— Exercise details —
Set down the full listing exactly, character for character.

— Data to use —
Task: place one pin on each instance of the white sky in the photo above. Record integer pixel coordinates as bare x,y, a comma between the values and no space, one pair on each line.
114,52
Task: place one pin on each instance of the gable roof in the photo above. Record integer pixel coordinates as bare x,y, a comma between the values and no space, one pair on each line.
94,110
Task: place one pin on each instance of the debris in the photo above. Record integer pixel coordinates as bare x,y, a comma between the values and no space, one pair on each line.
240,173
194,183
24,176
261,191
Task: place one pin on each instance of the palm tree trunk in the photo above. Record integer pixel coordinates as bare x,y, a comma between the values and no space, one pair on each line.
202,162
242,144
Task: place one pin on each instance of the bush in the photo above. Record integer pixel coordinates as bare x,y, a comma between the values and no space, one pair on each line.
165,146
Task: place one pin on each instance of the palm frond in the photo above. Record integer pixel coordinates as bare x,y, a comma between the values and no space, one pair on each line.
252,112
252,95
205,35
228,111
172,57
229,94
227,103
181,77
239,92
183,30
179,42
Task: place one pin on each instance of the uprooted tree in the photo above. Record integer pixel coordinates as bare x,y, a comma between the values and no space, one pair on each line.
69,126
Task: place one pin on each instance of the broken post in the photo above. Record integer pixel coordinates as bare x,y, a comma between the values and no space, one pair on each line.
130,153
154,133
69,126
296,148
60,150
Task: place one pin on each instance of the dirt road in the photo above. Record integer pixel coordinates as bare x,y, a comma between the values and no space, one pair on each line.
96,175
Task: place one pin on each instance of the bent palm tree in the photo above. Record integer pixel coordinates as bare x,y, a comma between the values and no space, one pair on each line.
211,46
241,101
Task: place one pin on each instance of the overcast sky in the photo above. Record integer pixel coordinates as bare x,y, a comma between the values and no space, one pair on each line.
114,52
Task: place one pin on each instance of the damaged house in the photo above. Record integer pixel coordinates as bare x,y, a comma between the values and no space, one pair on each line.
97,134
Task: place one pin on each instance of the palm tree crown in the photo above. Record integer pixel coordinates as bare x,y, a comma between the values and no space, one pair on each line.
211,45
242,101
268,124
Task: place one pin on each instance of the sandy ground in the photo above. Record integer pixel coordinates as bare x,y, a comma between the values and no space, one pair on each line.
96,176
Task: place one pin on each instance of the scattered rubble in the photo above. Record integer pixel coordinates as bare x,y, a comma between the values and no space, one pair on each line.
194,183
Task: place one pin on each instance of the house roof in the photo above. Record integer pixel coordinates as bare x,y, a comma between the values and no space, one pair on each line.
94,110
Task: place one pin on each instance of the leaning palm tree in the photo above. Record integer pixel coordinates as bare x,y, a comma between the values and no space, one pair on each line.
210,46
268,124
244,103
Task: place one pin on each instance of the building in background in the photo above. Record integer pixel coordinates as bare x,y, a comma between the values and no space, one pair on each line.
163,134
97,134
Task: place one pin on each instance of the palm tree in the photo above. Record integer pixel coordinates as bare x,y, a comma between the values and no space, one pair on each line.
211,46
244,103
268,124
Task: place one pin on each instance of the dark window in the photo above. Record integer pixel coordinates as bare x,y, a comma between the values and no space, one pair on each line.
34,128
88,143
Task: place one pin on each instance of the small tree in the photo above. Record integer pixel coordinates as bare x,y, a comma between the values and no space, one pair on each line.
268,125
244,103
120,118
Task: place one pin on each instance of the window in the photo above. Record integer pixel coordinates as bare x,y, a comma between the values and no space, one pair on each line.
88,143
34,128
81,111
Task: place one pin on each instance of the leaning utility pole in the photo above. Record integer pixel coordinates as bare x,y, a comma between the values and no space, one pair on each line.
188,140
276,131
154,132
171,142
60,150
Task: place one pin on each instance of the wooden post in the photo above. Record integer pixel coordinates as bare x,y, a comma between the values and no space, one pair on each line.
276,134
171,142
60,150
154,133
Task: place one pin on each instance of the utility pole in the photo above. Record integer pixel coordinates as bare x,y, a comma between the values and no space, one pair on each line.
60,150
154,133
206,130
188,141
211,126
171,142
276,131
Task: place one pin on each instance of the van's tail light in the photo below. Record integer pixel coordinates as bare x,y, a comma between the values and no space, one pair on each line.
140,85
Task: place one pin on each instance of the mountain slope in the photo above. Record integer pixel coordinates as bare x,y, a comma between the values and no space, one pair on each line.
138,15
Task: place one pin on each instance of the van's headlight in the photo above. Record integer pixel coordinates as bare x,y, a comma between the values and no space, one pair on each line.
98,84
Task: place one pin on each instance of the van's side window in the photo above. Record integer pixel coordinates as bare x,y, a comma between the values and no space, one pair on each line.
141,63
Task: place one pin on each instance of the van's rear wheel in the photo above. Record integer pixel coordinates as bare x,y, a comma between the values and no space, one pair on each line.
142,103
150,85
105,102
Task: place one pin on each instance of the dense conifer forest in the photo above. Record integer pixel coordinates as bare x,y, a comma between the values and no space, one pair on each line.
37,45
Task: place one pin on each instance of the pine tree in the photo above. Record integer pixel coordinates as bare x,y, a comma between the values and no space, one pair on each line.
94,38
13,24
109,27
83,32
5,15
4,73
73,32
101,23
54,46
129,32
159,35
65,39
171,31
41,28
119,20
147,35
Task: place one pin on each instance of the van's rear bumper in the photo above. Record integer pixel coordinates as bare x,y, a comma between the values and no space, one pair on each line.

— Response to this exercise —
Task: place one pin on each instance of the white sky in the photo above. Record integer pixel coordinates as bare x,y, a comma between the values and no space, one pair on each line.
114,52
Task: place one pin on each instance of the gable roof in the photo above. Record integer pixel coordinates as bare x,y, a comma between the values and no space, one pair on each line.
94,110
Task: place one pin on each instance of the debris in the photo above. Record integer pixel coordinates as bare x,y, a comma between the values and no space, one pair on each line.
240,173
194,183
24,176
261,191
Task: place one pin on each instance of the palm tree trunk in the photo above. Record integer pixel coordinates as bare x,y, a comma between the values and no space, one pair on each line.
202,162
242,144
Task: place one pin on each instance of the bush in the photo above. Record integer pixel coordinates as bare x,y, a comma between the values and no space, one pair on each line.
165,146
Task: place one pin on each instance of the palm frond in the photo above. Record integer pixel coordinates as bare x,y, a comma between the values and no space, one pair on each line.
252,112
252,95
205,35
228,111
172,57
229,94
227,103
181,77
239,92
183,30
179,42
Task: place one pin on each instance of the uprooted tree in the photo above. Record integer pixel coordinates as bare x,y, a comma between the values and no space, one pair on each line.
69,126
Task: place one pin on each instance of the broken post in the photo above. Record integer pixel coordinates as bare x,y, a comma between the values and no space, one pair on each line.
130,153
154,133
69,126
296,148
60,150
Task: place one pin on each instance of the dirt road in the photo above. Record integer pixel coordinates as bare x,y, a comma between the values and no space, one pair on each line.
96,175
Task: place one pin on each instance of the bent palm tree in the photo above. Record integer pixel coordinates as bare x,y, a comma between the values and no space, one pair on each line.
211,46
241,101
Task: place one pin on each instance of the overcast sky in the photo above. Record integer pixel coordinates as bare x,y, a comma between the values and no space, one pair on each line.
114,52
Task: place one pin on each instance of the damaged house in the photo above. Record integer pixel coordinates as bare x,y, a comma between the values and no space, one pair on each line.
97,134
Task: place one pin on each instance of the palm tree crown in the photo above. Record integer pixel coordinates as bare x,y, a comma between the values and no space, one pair on each line.
211,45
242,101
268,124
Task: place one pin on each instance of the sandy ground in the photo above. Record integer pixel coordinates as bare x,y, a comma between the values and no space, one pair on each line.
96,176
Task: place one pin on each instance of the scattered rubble in the photo above. Record integer pixel coordinates as bare x,y, a comma between the values and no space, one pair on each line.
194,183
Task: place one pin on each instance of the house roof in the photo above. Record integer pixel coordinates as bare x,y, a comma between the values and no space, one pair on each line.
94,110
Task: place one pin on each instance of the leaning palm tree in the photo above. Record integer pixel coordinates as bare x,y, a comma between the values and no space, one pair on each line.
210,46
268,124
244,103
Task: place one pin on each instance of the building in background in the photo above. Record integer pixel coordinates as bare x,y, a comma between the values and no space, one pair on each line.
163,134
97,134
Task: place one pin on each instance of the palm tree in the photo above. Record integer pixel coordinates as bare x,y, a comma between the values and no space, one pair on each line.
211,46
244,103
268,124
Task: place one pin on each instance of the dark window in the photo above. Record integer pixel coordinates as bare x,y, a comma between the values and no space, one pair on each line.
34,128
88,143
Task: place one pin on each instance of the small tree in the photo above. Record integer pixel coordinates as bare x,y, a comma between the values and no space, one pair on each line.
268,125
244,103
120,118
Task: place one pin on each instance of the window in the photo above. Record integer pixel coordinates as bare x,y, a comma between the values and no space, one pair on each line.
88,143
34,128
81,111
Task: place one pin on each instance of the leaning utility pole in the photo above. Record integer pixel coordinates as bare x,y, a comma between the values and no space, one pair on each line.
188,140
276,131
154,132
171,142
60,150
Task: place one pin on each instance of the wooden post in the photo above. Record integer pixel coordinates as bare x,y, a comma between the values and no space, one pair on each line.
276,134
171,142
60,150
154,133
Task: place one pin on each instance of the utility pole in the photo above. Record integer pixel coordinates as bare x,y, a comma between the values and no space, one pair on each line.
60,150
154,133
206,130
188,141
211,126
171,142
276,131
Task: place one pin on each instance of the van's tail light in the photo below. Record integer pixel coordinates as bare x,y, a comma between the values and no space, one pair on each line.
140,85
Task: place one pin on each instance of the mountain slope in the photo above. Record integer pixel coordinates as bare x,y, a comma between the values and no space, one pair on each line.
138,15
Task: place one pin on each instance of the van's headlight in the photo above. Record integer pixel coordinates as bare x,y, a comma between the values and no space, one pair on each line.
98,84
Task: place one pin on each instance of the van's side window in the photo above. Record integer pixel coordinates as bare x,y, a comma between the values and no space, one pair on each line.
141,63
Task: place one pin on each instance of the van's rear wheel in the photo above. Record integer pixel coordinates as bare x,y, a comma between the values and no space, one pair on each line.
142,103
150,85
105,102
Task: place one pin on each instance of the dense conifer forest in the photo above. Record integer pixel coordinates as bare x,y, a comma between the values and no space, one pair on each line.
37,45
Task: place one pin on each instance of the pine tree in the photo above. Record integer pixel coordinates as bare x,y, a comma between the values and no space, one pair on each line.
94,38
13,24
109,27
83,32
5,15
4,73
73,32
101,23
54,46
129,32
159,35
65,39
171,31
41,28
119,20
147,35
Task: place one pin on each instance of the van's rear bumper in the photo above. Record integer pixel coordinates as bare x,y, a comma between the values and no space, one pair on each line.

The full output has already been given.